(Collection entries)
** Begin **

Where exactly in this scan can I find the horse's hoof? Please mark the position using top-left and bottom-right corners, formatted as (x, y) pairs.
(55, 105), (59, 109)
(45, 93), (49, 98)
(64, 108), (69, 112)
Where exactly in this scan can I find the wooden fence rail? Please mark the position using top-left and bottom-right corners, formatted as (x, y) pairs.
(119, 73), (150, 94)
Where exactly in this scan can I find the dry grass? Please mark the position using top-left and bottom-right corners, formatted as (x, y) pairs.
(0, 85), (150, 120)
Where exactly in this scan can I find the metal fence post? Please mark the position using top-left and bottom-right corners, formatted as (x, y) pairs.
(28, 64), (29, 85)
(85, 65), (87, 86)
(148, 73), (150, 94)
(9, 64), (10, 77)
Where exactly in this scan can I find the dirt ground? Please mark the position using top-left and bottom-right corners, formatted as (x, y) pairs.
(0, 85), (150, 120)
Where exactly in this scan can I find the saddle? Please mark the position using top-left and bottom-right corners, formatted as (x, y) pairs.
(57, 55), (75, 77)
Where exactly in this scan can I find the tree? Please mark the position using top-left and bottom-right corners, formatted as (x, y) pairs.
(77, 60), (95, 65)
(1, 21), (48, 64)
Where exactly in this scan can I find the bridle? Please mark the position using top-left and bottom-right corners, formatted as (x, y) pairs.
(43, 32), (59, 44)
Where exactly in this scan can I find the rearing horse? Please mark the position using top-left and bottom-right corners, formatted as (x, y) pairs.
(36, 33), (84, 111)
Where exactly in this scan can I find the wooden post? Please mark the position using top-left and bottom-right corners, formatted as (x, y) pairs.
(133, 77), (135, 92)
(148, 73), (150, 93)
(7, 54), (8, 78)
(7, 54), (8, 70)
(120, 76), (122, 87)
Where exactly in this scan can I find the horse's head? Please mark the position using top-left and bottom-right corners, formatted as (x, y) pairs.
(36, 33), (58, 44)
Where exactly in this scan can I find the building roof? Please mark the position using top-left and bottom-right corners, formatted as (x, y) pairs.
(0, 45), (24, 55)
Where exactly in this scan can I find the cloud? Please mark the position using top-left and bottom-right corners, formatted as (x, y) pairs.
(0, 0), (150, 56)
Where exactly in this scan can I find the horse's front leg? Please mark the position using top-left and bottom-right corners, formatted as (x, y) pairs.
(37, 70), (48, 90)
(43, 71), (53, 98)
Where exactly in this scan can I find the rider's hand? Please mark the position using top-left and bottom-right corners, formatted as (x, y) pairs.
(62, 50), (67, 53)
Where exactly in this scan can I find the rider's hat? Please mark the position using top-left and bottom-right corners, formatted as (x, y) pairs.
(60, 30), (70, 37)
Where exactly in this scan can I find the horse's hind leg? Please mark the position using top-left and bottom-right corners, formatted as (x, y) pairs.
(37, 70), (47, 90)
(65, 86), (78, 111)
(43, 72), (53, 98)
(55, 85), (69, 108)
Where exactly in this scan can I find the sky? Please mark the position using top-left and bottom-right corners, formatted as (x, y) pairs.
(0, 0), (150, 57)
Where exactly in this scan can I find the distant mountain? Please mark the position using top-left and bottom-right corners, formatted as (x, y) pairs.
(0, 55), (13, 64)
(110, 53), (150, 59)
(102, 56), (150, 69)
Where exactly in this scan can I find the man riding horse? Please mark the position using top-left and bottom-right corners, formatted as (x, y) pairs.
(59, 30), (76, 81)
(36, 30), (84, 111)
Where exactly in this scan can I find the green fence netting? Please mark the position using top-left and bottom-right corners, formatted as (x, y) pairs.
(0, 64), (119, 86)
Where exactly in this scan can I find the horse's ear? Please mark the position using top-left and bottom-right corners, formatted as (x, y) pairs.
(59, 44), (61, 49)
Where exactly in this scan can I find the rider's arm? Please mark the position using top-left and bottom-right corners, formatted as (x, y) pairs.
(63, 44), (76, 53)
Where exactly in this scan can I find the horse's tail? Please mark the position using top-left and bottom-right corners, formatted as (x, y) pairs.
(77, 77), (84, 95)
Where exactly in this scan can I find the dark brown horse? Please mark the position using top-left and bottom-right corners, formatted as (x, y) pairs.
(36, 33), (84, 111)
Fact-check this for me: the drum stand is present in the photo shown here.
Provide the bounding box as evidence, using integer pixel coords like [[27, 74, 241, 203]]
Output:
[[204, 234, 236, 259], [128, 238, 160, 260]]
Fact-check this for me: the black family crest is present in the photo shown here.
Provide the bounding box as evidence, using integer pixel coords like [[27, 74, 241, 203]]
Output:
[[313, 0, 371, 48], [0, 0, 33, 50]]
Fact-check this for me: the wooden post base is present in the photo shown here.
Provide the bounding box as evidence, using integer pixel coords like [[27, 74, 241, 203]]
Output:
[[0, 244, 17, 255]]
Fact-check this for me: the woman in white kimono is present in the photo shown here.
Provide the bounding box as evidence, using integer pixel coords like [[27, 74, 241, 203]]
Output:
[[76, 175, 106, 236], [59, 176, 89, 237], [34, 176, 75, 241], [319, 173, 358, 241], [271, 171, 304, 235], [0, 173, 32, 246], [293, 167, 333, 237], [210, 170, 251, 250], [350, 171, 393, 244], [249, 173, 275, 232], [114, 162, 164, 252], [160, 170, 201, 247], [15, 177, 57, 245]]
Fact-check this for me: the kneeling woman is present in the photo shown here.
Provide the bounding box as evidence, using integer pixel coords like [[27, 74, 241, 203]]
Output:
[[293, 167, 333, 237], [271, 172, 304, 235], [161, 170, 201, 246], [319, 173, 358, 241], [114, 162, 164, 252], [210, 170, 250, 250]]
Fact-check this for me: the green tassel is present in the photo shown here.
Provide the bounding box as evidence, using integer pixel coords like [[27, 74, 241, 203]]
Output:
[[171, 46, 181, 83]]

** End **

(EXERCISE)
Can you duplicate all of the collection entries above, character for character?

(FULL OUTPUT)
Where exactly in this scan can I find the horse's hoof? Please mark the position using top-left and bottom-right corners, formatted as (x, y) pairs.
(55, 105), (59, 109)
(45, 93), (49, 98)
(64, 108), (69, 112)
Where exactly in this scan can I find the wooden fence rail? Please mark the position using top-left and bottom-right corners, formatted as (x, y) pairs.
(119, 73), (150, 94)
Where exactly in this scan can I find the dry grass? Please mark the position using top-left and bottom-right corners, formatted as (x, y) pairs.
(0, 85), (150, 120)
Where exactly in this scan can I find the metal fence post? Please mark the position using top-left and bottom-right corners, formatted as (x, y) pairs.
(28, 64), (29, 85)
(85, 65), (87, 86)
(148, 73), (150, 94)
(9, 64), (10, 77)
Where exactly in this scan can I find the dirt ground? Please mark the position using top-left and bottom-right corners, formatted as (x, y) pairs.
(0, 85), (150, 120)
Where exactly in this scan can I find the saddle? Please mark the position using top-left and bottom-right corners, formatted as (x, y) pairs.
(57, 55), (75, 77)
Where exactly in this scan can I find the tree? Please mark the position using top-left and bottom-right corners, formatted as (x, y) pairs.
(77, 60), (95, 65)
(1, 21), (48, 64)
Where exactly in this scan can I find the bridle? Please mark the position using top-left and bottom-right corners, formatted as (x, y) pairs.
(43, 32), (59, 44)
Where exactly in this scan can I find the rearing horse? Please mark the position using top-left and bottom-right corners, formatted as (x, y) pairs.
(36, 33), (84, 111)
Where exactly in this scan can I find the wooden post? Please mark the position using top-left and bottom-right corners, formatted as (x, y) pairs.
(133, 77), (135, 92)
(148, 73), (150, 93)
(7, 54), (8, 78)
(7, 54), (8, 70)
(120, 76), (122, 87)
Where exactly in this scan can I find the horse's head? Please mark the position using top-left and bottom-right corners, formatted as (x, y) pairs.
(36, 33), (58, 44)
Where exactly in this scan can I find the building roof? Please mark the position using top-left and bottom-right corners, formatted as (x, y) pairs.
(0, 45), (24, 55)
Where exactly in this scan can I find the cloud? Please mark the position using top-left and bottom-right corners, formatted as (x, y) pairs.
(0, 0), (150, 56)
Where exactly in this scan can I find the horse's front leg? Please mark the position using top-left and bottom-right corners, formatted as (x, y) pairs.
(37, 70), (48, 90)
(43, 71), (53, 98)
Where exactly in this scan can I find the rider's hand? Please mark the position using top-left and bottom-right corners, formatted as (x, y) pairs.
(62, 50), (67, 53)
Where exactly in this scan can I find the rider's hat? Please mark the position using top-left and bottom-right corners, formatted as (x, y) pairs.
(60, 30), (70, 37)
Where exactly in this scan can I find the horse's hind leg? Please mark the position using top-left and bottom-right corners, formatted as (x, y) pairs.
(37, 70), (47, 90)
(65, 86), (78, 111)
(43, 72), (53, 98)
(55, 85), (69, 108)
Where exactly in this scan can I find the sky? Please mark the position using top-left and bottom-right corners, formatted as (x, y) pairs.
(0, 0), (150, 57)
Where exactly in this scan can I find the distant mountain? Please mark the position using top-left and bottom-right corners, formatted as (x, y) pairs.
(0, 55), (13, 64)
(110, 53), (150, 59)
(102, 56), (150, 69)
Where exactly in this scan can I find the man riding horse? Please mark the position using top-left and bottom-right corners, formatted as (x, y) pairs.
(59, 30), (76, 81)
(36, 30), (84, 111)
Where exactly in this scan can I find the green fence netting? Please mark the position using top-left and bottom-right corners, formatted as (x, y) pairs.
(0, 64), (119, 86)
Where exactly in this scan can I find the horse's ear? Please mark the position using top-left and bottom-right corners, formatted as (x, y) pairs.
(59, 44), (61, 49)
Where exactly in this scan can I find the rider's arm? Please mark the position using top-left and bottom-right corners, formatted as (x, y) pairs.
(63, 44), (76, 53)
Where exactly in this scan can I find the horse's tail? Please mark the position using top-left and bottom-right corners, formatted as (x, y) pairs.
(77, 77), (84, 95)
Where exactly in this scan can I find the dark brown horse? Please mark the position using top-left and bottom-right corners, formatted as (x, y) pairs.
(36, 33), (84, 111)
Fact-check this for me: the drum stand is present in the photo shown here.
Provide the bounding box as evidence, using integer pixel coords like [[27, 74, 241, 203]]
Output:
[[204, 234, 236, 259], [128, 238, 160, 260]]
Fact-check this for me: the black family crest is present in the photo shown here.
Provide the bounding box as evidence, using integer pixel coords like [[27, 74, 241, 203]]
Output:
[[313, 0, 371, 48], [0, 0, 33, 50]]
Fact-check this for me: the wooden post base is present in the photo shown here.
Provide the bounding box as evidence, using integer pixel coords like [[27, 74, 241, 203]]
Output:
[[0, 244, 17, 255]]
Fact-check this for me: the woman in white kimono is present in the photo shown here.
Provide the bounding box as evidence, using integer pixel coords like [[27, 74, 241, 203]]
Output:
[[76, 175, 106, 236], [59, 176, 89, 237], [34, 176, 75, 241], [319, 173, 358, 241], [271, 171, 304, 235], [0, 173, 32, 246], [293, 167, 333, 237], [210, 170, 251, 250], [350, 171, 393, 244], [249, 173, 275, 232], [114, 162, 164, 252], [160, 170, 201, 247], [15, 177, 57, 245]]
Fact-check this for me: the kneeling woman is present in the photo shown here.
Provide the bounding box as evidence, using integer pixel coords like [[27, 74, 241, 203]]
Output:
[[293, 167, 333, 237], [271, 172, 304, 235], [161, 170, 201, 246], [319, 173, 358, 241], [114, 162, 164, 252], [210, 170, 250, 250]]
Fact-check this for me: the green tassel is present in the photo shown here.
Provide the bounding box as evidence, using integer pixel coords like [[27, 74, 241, 203]]
Output:
[[171, 46, 181, 83]]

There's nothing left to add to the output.